Exercise brief: Reproduce verbatim the lines of the material below, starting at the line that contains "Q: Point to the blue jeans" and ending at the line that contains "Target: pot handle", with both of those lines included. Omit the pictures.

A block of data:
━━━━━━━━━━━━━━━━

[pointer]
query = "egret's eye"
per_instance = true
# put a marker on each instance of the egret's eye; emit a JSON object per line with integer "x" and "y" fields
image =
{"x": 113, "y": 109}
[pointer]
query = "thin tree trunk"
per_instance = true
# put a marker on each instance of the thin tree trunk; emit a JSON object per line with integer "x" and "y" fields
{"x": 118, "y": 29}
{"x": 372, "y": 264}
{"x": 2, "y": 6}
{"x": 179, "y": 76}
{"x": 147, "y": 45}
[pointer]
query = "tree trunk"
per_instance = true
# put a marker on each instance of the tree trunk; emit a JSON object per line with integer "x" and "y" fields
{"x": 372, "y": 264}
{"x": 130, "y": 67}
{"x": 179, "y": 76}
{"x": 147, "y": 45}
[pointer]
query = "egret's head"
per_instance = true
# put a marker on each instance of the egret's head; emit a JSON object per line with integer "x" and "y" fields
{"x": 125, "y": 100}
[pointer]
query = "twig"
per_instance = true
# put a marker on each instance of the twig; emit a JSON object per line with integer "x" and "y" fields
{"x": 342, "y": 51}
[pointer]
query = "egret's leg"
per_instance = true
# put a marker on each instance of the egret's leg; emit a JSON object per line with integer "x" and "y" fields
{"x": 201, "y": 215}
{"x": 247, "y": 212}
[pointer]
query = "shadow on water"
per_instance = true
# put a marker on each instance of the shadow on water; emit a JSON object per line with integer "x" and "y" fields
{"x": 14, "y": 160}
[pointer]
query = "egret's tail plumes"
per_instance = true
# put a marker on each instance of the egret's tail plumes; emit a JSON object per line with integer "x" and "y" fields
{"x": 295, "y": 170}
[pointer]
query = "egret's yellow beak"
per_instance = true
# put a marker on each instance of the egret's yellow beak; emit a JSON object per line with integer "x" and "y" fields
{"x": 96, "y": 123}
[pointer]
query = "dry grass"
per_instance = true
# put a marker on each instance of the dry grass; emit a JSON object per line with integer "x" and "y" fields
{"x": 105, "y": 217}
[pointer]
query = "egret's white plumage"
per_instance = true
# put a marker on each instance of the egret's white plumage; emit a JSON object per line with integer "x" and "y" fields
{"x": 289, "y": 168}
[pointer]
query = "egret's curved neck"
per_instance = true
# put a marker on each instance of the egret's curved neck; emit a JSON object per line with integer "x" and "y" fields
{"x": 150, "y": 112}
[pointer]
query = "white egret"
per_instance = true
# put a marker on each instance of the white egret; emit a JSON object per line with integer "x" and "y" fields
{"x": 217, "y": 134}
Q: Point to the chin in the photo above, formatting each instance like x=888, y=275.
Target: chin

━━━━━━━━━━━━━━━━

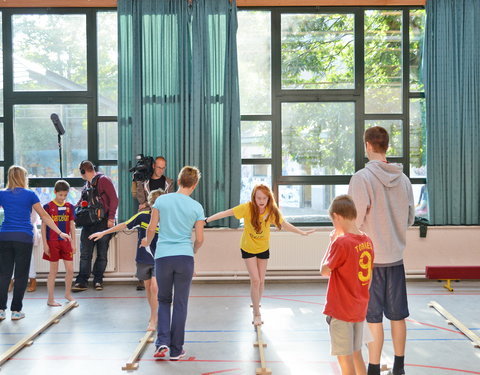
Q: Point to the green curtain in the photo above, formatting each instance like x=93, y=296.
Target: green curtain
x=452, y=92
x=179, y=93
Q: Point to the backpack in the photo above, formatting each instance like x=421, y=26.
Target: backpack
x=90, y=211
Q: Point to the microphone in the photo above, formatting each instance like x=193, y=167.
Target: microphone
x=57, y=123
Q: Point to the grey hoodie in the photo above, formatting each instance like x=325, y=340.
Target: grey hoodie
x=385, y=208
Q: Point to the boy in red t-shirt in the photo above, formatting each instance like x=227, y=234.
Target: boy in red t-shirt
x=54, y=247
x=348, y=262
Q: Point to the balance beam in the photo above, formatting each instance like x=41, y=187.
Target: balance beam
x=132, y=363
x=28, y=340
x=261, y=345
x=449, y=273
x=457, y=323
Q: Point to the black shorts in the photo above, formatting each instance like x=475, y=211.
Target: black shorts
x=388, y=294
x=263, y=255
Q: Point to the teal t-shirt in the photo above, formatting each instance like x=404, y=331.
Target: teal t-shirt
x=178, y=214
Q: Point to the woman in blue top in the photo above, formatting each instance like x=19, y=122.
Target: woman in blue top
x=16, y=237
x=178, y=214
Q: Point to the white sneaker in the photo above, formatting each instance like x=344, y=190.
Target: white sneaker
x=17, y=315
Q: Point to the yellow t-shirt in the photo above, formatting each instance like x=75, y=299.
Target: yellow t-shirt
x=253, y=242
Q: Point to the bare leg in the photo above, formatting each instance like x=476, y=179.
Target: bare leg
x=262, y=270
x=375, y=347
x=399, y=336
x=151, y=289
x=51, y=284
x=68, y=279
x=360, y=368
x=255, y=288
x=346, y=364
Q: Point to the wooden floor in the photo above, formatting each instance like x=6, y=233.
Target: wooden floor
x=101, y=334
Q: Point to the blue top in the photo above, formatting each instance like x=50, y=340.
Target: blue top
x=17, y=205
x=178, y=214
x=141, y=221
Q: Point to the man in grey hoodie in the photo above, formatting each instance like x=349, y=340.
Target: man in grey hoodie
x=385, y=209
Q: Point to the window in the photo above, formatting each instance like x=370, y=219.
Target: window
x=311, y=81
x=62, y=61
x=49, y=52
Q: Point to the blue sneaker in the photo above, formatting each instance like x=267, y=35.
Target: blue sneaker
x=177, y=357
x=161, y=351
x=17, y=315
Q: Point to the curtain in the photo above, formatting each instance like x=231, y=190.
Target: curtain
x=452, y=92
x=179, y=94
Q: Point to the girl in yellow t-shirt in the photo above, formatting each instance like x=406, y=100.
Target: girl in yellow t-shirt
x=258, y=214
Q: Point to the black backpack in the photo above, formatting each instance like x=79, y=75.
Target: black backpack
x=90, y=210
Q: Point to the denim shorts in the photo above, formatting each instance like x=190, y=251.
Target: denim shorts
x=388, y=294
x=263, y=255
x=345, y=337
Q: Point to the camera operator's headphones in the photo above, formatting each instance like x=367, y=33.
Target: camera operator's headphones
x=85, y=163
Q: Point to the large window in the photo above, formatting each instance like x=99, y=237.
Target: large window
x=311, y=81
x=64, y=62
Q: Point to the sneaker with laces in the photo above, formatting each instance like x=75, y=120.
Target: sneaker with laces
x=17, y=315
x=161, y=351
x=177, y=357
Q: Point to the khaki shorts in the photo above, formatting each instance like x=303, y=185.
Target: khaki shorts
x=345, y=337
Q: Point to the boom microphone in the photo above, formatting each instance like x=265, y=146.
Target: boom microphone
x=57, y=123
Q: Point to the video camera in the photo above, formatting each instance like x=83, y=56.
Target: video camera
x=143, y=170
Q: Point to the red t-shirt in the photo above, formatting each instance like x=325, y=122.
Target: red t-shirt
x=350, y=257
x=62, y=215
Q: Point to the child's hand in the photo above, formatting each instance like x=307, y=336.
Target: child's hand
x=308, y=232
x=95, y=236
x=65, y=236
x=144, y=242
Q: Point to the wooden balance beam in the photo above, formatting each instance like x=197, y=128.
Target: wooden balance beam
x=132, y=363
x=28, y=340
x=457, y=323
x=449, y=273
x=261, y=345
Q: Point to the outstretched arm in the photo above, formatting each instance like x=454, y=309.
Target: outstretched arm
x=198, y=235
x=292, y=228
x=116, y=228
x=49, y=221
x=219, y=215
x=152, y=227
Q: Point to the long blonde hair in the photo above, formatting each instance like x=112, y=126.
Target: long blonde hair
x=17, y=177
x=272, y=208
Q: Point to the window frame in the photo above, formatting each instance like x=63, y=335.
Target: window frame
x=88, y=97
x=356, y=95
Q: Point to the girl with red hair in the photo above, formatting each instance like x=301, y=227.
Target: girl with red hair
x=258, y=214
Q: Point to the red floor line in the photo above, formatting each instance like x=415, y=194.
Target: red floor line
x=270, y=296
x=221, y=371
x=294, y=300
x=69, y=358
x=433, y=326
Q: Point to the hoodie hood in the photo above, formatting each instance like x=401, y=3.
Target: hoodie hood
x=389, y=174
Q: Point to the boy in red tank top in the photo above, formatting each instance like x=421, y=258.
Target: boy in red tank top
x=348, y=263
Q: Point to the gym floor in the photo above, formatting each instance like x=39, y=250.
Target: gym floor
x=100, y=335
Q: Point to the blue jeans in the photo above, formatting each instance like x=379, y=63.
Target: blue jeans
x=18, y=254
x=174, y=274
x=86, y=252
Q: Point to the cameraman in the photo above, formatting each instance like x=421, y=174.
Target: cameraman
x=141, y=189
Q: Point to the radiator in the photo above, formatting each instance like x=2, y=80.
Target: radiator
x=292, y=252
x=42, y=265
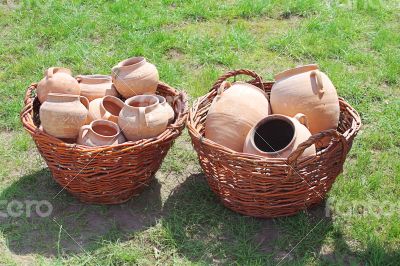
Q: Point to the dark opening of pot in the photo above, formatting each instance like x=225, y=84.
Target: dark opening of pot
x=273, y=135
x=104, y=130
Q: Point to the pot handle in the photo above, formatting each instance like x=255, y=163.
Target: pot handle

━━━━━━━━━━━━━━━━

Task answer:
Q: Point to the blue jeans in the photo above, formatting each instance like x=379, y=63.
Target: blue jeans
x=18, y=254
x=174, y=274
x=86, y=252
Q: Point to the cameraman in the photo above, formatting each instance like x=421, y=174.
Target: cameraman
x=141, y=189
Q: Point to the radiator in the photo above, formatting each instance like x=2, y=80.
Target: radiator
x=292, y=252
x=42, y=265
Q: Point to the dark opening of pot in the photo above, formatting each instance like x=225, y=84.
Target: dark opening of pot
x=273, y=135
x=104, y=130
Q: Point to the pot handle in the photo above, formatting each instance like x=255, y=163.
Target: pot handle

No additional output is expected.